Can you update the entries from the start through the line containing "x=78, y=542", replacing "orange" with "yellow" and keeping everything else the same?

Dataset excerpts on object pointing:
^^^^

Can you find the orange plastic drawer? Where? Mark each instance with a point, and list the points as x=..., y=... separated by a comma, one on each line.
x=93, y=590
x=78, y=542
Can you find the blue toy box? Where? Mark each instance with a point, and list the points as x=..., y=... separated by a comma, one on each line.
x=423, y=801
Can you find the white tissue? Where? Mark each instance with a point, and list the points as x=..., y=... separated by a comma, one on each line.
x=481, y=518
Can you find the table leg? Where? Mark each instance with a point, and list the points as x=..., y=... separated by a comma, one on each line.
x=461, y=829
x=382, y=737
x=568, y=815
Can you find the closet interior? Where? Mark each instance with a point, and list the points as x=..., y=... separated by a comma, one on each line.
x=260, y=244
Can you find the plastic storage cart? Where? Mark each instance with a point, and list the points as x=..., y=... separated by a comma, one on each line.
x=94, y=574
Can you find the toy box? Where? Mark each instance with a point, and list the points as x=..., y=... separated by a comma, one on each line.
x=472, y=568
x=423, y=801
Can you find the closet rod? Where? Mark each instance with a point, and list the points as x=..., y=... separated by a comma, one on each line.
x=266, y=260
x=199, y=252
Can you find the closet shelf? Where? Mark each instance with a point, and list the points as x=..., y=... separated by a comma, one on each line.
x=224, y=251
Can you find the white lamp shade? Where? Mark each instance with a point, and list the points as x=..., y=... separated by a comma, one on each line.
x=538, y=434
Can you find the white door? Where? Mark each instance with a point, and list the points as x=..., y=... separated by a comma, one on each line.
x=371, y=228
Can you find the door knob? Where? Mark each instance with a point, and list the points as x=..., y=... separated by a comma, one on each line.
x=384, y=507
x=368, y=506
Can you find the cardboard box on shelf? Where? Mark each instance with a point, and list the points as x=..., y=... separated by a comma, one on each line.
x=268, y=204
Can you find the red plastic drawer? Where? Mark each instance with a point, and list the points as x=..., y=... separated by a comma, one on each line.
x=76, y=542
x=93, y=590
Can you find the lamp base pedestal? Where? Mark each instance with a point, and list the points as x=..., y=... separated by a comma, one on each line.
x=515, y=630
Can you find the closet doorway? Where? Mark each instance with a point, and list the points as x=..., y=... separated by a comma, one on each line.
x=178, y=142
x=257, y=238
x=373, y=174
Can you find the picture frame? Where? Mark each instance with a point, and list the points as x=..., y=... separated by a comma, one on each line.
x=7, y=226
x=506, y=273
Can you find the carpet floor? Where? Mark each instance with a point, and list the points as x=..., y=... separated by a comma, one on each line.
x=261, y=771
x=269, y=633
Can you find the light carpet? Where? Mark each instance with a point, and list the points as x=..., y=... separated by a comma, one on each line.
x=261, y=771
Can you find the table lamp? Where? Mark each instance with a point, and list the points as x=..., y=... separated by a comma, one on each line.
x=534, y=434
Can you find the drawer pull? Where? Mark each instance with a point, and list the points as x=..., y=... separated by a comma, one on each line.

^^^^

Full answer:
Can you find the yellow plastic drawer? Where? Mark each instance with a point, and list the points as x=..., y=... separated by a comma, one on each line.
x=93, y=590
x=78, y=542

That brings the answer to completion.